## TRAVAIL À FAIRE
Recopiez à l'identique les lignes qui vont du début des entrées jusqu'à la ligne contenant « (1170, 740) », cette dernière incluse.
+ + + + + + +
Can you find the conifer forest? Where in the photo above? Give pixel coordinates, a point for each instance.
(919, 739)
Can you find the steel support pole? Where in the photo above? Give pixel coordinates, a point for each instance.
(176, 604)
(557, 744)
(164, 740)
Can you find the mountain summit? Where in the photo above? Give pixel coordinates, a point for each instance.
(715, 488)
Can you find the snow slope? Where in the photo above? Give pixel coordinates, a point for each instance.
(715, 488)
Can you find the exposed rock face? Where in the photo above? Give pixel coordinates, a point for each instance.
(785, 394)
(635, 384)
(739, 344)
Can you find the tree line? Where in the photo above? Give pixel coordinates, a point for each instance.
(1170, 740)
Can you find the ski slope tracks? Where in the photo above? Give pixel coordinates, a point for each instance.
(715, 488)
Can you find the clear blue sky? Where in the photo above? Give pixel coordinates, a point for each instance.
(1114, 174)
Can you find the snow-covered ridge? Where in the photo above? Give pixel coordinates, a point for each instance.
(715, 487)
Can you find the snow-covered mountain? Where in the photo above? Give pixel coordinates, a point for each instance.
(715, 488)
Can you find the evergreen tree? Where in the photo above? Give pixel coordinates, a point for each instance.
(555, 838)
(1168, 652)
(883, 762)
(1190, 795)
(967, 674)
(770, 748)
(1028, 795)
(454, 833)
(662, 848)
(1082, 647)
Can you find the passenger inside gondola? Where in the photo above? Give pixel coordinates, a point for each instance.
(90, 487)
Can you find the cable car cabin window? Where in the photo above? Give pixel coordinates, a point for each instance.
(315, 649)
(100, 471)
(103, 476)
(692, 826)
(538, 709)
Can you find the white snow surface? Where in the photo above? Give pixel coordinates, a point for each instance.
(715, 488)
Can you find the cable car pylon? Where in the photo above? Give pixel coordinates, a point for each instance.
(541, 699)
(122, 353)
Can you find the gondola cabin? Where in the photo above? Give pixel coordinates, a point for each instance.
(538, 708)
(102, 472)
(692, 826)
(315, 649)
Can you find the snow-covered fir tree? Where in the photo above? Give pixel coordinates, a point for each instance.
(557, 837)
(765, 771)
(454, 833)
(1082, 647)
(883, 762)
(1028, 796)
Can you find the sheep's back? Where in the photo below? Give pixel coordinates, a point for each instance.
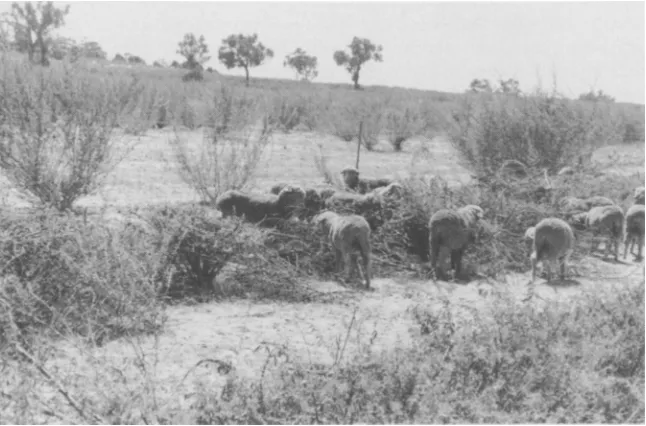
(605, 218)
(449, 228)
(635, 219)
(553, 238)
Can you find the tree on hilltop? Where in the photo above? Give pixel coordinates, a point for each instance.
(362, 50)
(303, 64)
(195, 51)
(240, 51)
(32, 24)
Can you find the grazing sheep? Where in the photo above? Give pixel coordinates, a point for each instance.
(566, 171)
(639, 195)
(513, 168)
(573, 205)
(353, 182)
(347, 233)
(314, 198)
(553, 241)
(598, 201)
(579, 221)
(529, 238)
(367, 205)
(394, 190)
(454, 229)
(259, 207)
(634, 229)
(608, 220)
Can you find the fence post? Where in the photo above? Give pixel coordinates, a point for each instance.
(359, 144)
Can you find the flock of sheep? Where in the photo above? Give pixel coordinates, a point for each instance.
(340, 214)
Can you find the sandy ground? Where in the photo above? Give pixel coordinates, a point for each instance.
+ + + + + + +
## RÉSULTAT DE L'EXERCICE
Can you find the conifer forest? Where in the photo above? Give pixel coordinates, a point for each instance.
(919, 739)
Can you find the steel support pole? Where in the photo above? Give pixel coordinates, a point for each instance.
(176, 604)
(557, 744)
(164, 740)
Can you find the mountain summit? Where in the photo above? Give pixel coordinates, a point for each instance.
(715, 488)
Can you find the snow slope? Where in the photo above? Give pixel coordinates, a point for each instance.
(715, 488)
Can you find the exposed rock face? Where in the photo above? Give pixel coordinates, a point for each instance.
(785, 394)
(635, 384)
(739, 344)
Can you find the tree line? Where in the photo above? Give pixel coordinates, a point for each instance.
(1170, 740)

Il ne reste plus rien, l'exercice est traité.